# My solution to doubtful detente's



## Rich (12 Sep 2008)

I have a cheapo scms from B/Q, I've never been happy with the "detente" so I resolved to make a device that would guarantee the angles I required,I removed the plastic insert and "copy routed" a hard wood substitute blank.








After plunging the blade through the blank, I then made a guage to be a snug fit in the kerf cut.









Next I made an angle guage consisting of a 90/45 deg angle.
















When the two guages are used I get a guaranteed 90/45 deg cut, simple but effective.



Regards,

Rich.


----------



## Peter T (12 Sep 2008)

Brilliant. I'm off to the workshop, aka the garage.


----------



## Digit (14 Sep 2008)

Very neat solution Rich.

Roy.


----------



## Woodmagnet (14 Sep 2008)

Great idea Rich, and so simple to make too, well done and
thanks for showing.


----------



## Rich (14 Sep 2008)

Digit":1pmwkrog said:


> Very neat solution Rich.
> 
> Roy.



Maybe I'll get a commendation from Niki, now THAT would be something.


----------



## OPJ (15 Sep 2008)

This is a good idea, Rich. I couldn't see quite how it worked at first - I was looking at it the wrong way around... - but, now I've got it! :wink: 

I've been struggling to set the fence on my Bosch saw square the blade but, with this idea I may be able to get it sorted once and for all.


----------

■ Goal 1: Render the lines of the records as a JSON list of strings, one string per line with blank lines left out, starting with the line that contains "Please examine the provided image and locate the police" and going on through the line that contains "[57,57,172,82]", both included.
The forum thread and the records are unrelated material.

■ Extracted records:
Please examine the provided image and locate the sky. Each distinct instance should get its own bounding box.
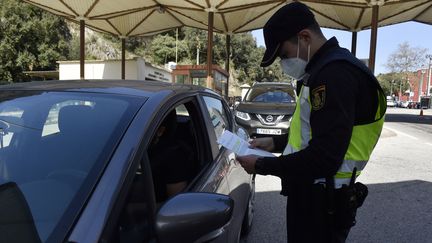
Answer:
[252,22,432,75]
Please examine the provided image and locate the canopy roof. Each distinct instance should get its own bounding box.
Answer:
[24,0,432,36]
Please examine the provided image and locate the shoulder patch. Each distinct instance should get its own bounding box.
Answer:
[311,85,325,111]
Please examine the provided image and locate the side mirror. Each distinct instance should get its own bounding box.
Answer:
[155,192,234,243]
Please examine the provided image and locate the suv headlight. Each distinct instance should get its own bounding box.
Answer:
[236,111,250,121]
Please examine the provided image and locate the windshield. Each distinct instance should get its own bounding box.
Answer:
[0,91,141,242]
[245,86,295,103]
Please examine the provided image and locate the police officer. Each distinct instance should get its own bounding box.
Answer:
[237,2,386,243]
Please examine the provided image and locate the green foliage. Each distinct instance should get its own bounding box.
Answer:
[0,0,71,82]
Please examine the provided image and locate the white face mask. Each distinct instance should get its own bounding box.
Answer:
[280,40,310,80]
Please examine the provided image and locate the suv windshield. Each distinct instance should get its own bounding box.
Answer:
[245,85,295,103]
[0,90,141,242]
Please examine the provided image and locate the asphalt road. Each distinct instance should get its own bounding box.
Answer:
[243,108,432,243]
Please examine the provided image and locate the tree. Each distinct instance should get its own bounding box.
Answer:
[377,73,409,96]
[384,42,427,99]
[0,0,71,82]
[386,42,427,74]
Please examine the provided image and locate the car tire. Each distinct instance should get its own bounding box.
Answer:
[241,178,255,237]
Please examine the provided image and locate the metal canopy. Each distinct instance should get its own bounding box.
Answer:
[24,0,432,81]
[25,0,432,36]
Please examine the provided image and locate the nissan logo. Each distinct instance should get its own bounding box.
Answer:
[266,115,273,122]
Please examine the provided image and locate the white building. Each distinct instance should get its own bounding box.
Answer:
[57,57,172,82]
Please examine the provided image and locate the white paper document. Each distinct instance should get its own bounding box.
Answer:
[217,130,275,157]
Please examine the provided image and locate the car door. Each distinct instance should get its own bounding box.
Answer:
[197,95,252,242]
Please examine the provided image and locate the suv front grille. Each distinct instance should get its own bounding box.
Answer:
[255,114,285,126]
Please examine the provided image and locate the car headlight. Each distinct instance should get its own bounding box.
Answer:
[236,111,250,121]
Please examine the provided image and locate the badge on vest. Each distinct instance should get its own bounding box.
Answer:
[311,85,325,111]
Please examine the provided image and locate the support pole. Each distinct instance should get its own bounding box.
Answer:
[225,34,231,100]
[369,5,379,73]
[207,12,214,89]
[351,32,357,56]
[120,36,126,80]
[80,20,85,79]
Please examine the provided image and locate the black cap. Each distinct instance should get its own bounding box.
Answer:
[261,2,316,67]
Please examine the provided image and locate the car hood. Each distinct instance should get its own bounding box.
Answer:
[236,102,295,115]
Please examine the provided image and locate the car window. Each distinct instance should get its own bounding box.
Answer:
[204,96,229,148]
[0,91,141,242]
[245,86,295,103]
[0,106,24,148]
[113,102,205,243]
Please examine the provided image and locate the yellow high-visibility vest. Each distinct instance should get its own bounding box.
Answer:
[283,86,386,188]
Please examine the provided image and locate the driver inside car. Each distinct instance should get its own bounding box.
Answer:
[148,109,194,204]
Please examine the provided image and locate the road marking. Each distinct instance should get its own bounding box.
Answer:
[385,127,418,140]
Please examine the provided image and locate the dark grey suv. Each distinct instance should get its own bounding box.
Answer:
[235,82,296,137]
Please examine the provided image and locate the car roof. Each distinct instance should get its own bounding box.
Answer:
[250,82,293,88]
[0,80,214,97]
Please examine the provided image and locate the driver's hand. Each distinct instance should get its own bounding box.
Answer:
[250,137,274,152]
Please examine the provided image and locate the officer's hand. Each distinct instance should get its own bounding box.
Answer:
[250,137,274,152]
[236,155,259,174]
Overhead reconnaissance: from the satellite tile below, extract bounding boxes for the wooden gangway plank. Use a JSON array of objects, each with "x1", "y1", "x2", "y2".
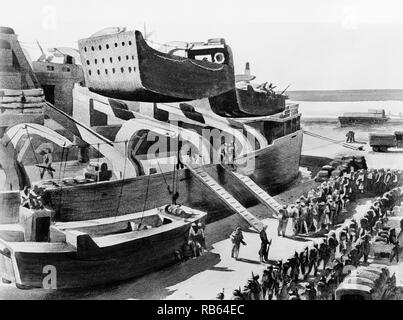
[
  {"x1": 232, "y1": 170, "x2": 281, "y2": 217},
  {"x1": 187, "y1": 165, "x2": 264, "y2": 232}
]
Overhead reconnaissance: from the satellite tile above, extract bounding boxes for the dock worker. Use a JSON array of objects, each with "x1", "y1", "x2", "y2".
[
  {"x1": 259, "y1": 225, "x2": 269, "y2": 262},
  {"x1": 277, "y1": 205, "x2": 288, "y2": 237},
  {"x1": 231, "y1": 227, "x2": 246, "y2": 260},
  {"x1": 188, "y1": 223, "x2": 201, "y2": 258},
  {"x1": 20, "y1": 186, "x2": 29, "y2": 209},
  {"x1": 389, "y1": 228, "x2": 402, "y2": 263},
  {"x1": 196, "y1": 222, "x2": 207, "y2": 255},
  {"x1": 41, "y1": 148, "x2": 55, "y2": 179},
  {"x1": 290, "y1": 201, "x2": 299, "y2": 235}
]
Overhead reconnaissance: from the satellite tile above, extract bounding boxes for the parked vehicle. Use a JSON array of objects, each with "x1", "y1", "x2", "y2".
[
  {"x1": 335, "y1": 264, "x2": 397, "y2": 300},
  {"x1": 369, "y1": 131, "x2": 403, "y2": 152}
]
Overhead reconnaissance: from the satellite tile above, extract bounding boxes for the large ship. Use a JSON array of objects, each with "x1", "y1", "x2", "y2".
[
  {"x1": 0, "y1": 26, "x2": 302, "y2": 221},
  {"x1": 0, "y1": 25, "x2": 302, "y2": 288},
  {"x1": 78, "y1": 28, "x2": 234, "y2": 102}
]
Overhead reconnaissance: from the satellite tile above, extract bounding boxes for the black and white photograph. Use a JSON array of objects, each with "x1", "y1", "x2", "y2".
[{"x1": 0, "y1": 0, "x2": 403, "y2": 306}]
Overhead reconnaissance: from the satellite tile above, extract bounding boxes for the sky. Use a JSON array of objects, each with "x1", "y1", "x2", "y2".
[{"x1": 0, "y1": 0, "x2": 403, "y2": 90}]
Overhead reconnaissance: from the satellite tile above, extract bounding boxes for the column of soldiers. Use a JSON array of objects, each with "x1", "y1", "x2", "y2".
[
  {"x1": 277, "y1": 167, "x2": 403, "y2": 236},
  {"x1": 221, "y1": 165, "x2": 403, "y2": 300}
]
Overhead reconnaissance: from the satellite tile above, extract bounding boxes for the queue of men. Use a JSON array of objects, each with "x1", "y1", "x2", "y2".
[
  {"x1": 221, "y1": 162, "x2": 403, "y2": 300},
  {"x1": 277, "y1": 164, "x2": 402, "y2": 237}
]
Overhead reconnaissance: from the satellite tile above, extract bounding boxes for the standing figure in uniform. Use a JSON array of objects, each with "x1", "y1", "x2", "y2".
[
  {"x1": 231, "y1": 227, "x2": 246, "y2": 260},
  {"x1": 277, "y1": 205, "x2": 288, "y2": 237},
  {"x1": 259, "y1": 225, "x2": 269, "y2": 262},
  {"x1": 41, "y1": 149, "x2": 54, "y2": 179}
]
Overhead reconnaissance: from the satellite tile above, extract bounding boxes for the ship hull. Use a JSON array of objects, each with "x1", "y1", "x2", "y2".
[
  {"x1": 38, "y1": 130, "x2": 302, "y2": 223},
  {"x1": 240, "y1": 130, "x2": 303, "y2": 194},
  {"x1": 79, "y1": 31, "x2": 235, "y2": 102},
  {"x1": 209, "y1": 88, "x2": 285, "y2": 117},
  {"x1": 0, "y1": 212, "x2": 207, "y2": 289}
]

■ Goal 2: Copy word for word the passage of the forum thread starting with "Maybe I'll get" and going on through "and for all.".

■ Exercise result 1:
[
  "Please examine the provided image and locate the police officer. Each distinct instance should get its own bounding box.",
  "Answer:",
  "[237,2,386,243]",
  "Please examine the provided image and locate the green foliage. Each distinct instance should get its own bounding box.",
  "Answer:",
  "[0,0,71,82]",
  "Please examine the provided image and locate the white face mask. Each distinct instance should get its own bounding box.",
  "Answer:",
  "[280,40,310,80]",
  "Please examine the provided image and locate the suv windshield. Each distinct instance should get its own bounding box.",
  "Answer:",
  "[245,85,295,103]",
  "[0,90,141,242]",
  "Please examine the provided image and locate the asphalt road. Each distinct instance should get its own bounding box.",
  "Answer:",
  "[243,108,432,243]",
  "Please examine the provided image and locate the tree. Each distinct instance should get its own bounding box.",
  "Answer:",
  "[377,73,409,96]",
  "[384,42,427,99]",
  "[0,0,71,82]",
  "[386,42,427,74]",
  "Please examine the provided image and locate the car tire. Each distinct instance should get its own bounding box.",
  "Answer:",
  "[241,178,255,237]",
  "Please examine the provided image and locate the metal canopy. Each distinct instance should get its own bounding box.",
  "Answer:",
  "[24,0,432,81]",
  "[25,0,432,36]",
  "Please examine the provided image and locate the nissan logo. Each distinct instance should get its own bounding box.",
  "Answer:",
  "[266,115,273,122]",
  "Please examine the provided image and locate the white building. Each distinct instance should get its own bounding box.",
  "Answer:",
  "[57,57,172,82]"
]

■ Exercise result 2:
Maybe I'll get a commendation from Niki, now THAT would be something.


----------



## OPJ (15 Sep 2008)

This is a good idea, Rich. I couldn't see quite how it worked at first - I was looking at it the wrong way around... - but, now I've got it! :wink: 

I've been struggling to set the fence on my Bosch saw square the blade but, with this idea I may be able to get it sorted once and for all.